▶ _DESCRIPTION OF THE TASK_
Transcribe, word for word, the line containing "point: fingers gripping" and each line following it through the end of the listing below. Omit all other lines.

▶ _ENTRIES PROVIDED_
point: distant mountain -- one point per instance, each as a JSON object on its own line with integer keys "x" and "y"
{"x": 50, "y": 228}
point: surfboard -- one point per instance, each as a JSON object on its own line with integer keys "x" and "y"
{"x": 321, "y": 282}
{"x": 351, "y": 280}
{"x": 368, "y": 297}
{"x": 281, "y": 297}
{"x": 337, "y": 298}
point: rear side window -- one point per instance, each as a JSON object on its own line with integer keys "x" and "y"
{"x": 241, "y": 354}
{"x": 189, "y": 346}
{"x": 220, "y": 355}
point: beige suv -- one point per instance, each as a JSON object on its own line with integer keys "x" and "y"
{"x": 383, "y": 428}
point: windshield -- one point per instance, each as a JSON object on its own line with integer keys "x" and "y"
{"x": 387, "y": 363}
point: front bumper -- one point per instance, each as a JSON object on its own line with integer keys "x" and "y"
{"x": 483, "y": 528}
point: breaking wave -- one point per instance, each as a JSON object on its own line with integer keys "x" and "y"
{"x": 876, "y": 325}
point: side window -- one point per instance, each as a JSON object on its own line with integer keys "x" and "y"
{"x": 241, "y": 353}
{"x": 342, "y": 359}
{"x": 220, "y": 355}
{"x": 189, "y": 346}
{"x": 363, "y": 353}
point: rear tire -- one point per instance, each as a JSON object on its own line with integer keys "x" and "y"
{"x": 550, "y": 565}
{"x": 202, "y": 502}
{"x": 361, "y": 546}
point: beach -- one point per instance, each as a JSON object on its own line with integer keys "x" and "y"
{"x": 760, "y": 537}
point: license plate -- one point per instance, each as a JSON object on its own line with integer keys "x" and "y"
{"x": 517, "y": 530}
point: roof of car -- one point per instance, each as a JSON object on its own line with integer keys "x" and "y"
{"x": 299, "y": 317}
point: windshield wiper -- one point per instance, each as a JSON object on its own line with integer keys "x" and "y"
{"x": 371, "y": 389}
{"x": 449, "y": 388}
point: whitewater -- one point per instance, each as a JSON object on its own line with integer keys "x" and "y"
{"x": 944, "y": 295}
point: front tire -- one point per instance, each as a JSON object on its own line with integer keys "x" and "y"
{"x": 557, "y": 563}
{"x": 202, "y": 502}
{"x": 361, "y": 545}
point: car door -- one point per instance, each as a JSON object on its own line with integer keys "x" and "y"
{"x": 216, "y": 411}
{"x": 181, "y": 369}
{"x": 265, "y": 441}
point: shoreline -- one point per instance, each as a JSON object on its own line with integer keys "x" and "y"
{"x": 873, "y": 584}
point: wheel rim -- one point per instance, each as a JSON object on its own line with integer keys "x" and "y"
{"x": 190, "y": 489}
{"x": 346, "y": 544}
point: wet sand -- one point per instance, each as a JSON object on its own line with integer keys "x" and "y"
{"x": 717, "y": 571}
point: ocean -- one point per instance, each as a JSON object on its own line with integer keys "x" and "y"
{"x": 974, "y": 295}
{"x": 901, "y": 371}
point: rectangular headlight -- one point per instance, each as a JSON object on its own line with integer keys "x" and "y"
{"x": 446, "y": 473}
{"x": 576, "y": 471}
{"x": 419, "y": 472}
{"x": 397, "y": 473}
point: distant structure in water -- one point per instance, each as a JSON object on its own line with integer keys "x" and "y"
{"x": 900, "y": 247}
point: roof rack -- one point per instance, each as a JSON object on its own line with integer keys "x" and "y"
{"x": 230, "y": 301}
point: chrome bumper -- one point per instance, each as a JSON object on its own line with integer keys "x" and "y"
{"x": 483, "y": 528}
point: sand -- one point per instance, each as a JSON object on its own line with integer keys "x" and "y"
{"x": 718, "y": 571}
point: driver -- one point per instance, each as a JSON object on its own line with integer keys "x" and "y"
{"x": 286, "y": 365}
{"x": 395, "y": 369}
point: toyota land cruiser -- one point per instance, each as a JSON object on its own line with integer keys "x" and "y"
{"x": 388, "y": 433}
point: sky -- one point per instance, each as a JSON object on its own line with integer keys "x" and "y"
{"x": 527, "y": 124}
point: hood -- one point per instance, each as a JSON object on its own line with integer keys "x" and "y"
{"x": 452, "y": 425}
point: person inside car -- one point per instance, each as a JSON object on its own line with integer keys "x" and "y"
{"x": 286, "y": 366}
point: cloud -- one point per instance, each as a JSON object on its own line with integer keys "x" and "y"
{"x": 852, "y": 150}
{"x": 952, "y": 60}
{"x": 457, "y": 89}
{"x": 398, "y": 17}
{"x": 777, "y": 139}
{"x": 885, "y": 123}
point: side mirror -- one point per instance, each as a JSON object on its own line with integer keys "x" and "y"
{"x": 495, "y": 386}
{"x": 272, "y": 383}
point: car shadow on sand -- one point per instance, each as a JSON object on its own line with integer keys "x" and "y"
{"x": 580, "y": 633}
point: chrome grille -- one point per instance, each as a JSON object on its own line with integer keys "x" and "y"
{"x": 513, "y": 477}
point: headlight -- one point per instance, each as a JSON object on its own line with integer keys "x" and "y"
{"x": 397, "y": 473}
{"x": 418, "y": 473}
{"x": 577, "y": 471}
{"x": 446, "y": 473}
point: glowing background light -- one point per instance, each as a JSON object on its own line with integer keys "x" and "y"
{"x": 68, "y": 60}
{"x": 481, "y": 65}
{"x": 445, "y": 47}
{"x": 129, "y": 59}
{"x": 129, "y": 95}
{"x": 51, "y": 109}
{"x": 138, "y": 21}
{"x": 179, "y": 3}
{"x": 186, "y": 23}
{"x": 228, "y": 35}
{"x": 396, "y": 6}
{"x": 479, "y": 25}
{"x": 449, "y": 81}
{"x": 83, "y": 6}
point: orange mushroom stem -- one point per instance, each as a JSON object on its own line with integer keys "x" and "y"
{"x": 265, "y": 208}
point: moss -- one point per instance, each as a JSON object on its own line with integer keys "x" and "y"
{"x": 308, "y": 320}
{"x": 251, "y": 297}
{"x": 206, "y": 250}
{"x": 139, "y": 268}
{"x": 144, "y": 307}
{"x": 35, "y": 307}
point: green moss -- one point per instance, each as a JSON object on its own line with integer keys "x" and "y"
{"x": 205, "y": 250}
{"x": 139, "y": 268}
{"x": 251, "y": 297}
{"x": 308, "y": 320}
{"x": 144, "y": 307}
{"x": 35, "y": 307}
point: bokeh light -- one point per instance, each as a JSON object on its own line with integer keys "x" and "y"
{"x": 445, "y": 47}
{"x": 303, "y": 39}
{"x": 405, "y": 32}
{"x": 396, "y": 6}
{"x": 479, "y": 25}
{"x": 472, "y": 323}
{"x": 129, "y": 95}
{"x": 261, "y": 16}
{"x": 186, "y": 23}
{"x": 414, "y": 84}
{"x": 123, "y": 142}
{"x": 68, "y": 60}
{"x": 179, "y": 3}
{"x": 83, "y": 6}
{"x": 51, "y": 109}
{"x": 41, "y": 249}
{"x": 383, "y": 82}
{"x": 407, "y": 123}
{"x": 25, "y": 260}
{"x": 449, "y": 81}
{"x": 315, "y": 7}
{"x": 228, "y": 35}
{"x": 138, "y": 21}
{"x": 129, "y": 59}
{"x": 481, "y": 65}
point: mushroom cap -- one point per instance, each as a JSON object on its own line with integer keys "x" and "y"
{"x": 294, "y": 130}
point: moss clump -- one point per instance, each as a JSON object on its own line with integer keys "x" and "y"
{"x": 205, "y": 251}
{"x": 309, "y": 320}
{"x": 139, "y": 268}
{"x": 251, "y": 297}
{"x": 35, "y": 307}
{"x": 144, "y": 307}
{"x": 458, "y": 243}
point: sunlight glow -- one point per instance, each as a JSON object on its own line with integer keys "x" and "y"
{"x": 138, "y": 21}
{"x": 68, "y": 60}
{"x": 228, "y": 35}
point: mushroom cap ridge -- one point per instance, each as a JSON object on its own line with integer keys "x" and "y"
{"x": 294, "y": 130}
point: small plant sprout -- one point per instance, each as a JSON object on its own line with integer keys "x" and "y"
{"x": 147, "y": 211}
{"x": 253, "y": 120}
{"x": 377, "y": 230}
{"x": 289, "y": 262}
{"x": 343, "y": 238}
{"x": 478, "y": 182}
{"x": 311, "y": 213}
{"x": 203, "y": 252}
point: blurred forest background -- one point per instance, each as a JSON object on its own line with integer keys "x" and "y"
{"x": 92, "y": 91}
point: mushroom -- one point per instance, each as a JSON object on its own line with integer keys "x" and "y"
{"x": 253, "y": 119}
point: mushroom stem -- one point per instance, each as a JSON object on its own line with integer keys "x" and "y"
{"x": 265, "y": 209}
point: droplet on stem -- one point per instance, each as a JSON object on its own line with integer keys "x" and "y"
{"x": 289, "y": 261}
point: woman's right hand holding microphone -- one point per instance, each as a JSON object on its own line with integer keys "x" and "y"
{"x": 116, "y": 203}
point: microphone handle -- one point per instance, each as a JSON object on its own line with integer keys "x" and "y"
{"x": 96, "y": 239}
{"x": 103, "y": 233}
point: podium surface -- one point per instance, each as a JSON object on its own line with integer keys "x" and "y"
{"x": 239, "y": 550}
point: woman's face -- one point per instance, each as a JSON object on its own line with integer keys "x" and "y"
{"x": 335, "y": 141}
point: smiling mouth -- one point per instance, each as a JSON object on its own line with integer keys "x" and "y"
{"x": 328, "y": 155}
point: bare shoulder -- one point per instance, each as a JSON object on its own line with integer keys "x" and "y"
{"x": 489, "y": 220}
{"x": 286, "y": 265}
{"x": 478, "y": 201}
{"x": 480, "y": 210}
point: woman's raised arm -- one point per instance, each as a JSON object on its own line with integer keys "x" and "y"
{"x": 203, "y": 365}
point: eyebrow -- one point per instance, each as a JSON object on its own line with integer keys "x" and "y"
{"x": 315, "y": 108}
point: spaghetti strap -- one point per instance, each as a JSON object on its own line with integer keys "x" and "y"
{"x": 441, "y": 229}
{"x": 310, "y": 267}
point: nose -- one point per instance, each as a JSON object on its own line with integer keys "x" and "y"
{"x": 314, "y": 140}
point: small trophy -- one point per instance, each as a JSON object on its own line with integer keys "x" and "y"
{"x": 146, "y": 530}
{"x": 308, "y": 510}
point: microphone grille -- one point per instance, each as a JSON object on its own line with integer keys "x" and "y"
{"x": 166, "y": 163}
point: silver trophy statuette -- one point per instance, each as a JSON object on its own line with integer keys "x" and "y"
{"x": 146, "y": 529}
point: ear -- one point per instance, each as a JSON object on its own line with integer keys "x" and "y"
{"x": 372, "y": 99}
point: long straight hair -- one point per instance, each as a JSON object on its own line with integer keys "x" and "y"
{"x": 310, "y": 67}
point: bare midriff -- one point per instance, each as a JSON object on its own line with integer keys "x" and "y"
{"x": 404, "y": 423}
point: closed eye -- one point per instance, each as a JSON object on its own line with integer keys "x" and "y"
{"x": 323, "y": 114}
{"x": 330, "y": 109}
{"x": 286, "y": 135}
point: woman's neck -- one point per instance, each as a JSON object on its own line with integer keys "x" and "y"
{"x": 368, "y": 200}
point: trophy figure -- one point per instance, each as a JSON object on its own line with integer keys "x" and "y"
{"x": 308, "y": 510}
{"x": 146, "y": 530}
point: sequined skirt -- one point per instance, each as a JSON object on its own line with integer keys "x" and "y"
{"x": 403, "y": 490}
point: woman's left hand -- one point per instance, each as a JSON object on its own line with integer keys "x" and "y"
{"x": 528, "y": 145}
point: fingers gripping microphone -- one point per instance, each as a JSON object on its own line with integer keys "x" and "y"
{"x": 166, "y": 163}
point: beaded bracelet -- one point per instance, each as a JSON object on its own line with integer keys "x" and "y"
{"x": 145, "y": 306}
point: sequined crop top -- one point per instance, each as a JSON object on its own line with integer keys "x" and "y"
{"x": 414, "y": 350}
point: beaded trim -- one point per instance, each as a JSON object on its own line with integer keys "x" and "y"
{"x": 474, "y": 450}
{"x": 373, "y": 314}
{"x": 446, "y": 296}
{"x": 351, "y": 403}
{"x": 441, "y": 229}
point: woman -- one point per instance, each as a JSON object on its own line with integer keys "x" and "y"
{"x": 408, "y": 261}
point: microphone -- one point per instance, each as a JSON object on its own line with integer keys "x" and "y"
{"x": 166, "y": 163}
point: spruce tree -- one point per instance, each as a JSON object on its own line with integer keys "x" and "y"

▶ _RESULT OF THE EXERCISE_
point: fingers gripping microphone -- one point per instance, each as a JSON object on its own line with integer keys "x" and "y"
{"x": 166, "y": 163}
point: beaded bracelet -- one point per instance, each as a JSON object on its own line with integer keys "x" and "y"
{"x": 145, "y": 306}
point: sequined crop top -- one point per instance, each as a JSON object on its own line with integer keys "x" and "y"
{"x": 414, "y": 350}
point: beaded trim -- one point per instance, each as a JSON object on its own line with integer keys "x" and "y"
{"x": 474, "y": 450}
{"x": 373, "y": 314}
{"x": 446, "y": 296}
{"x": 351, "y": 403}
{"x": 441, "y": 229}
point: woman -- one point per instance, each as a JSON object on its own line with integer keys "x" and "y"
{"x": 408, "y": 261}
point: microphone -- one point per instance, each as a JSON object on its own line with integer keys "x" and "y"
{"x": 166, "y": 163}
point: spruce tree -- one point per instance, each as a JSON object on its own line with integer keys "x" and "y"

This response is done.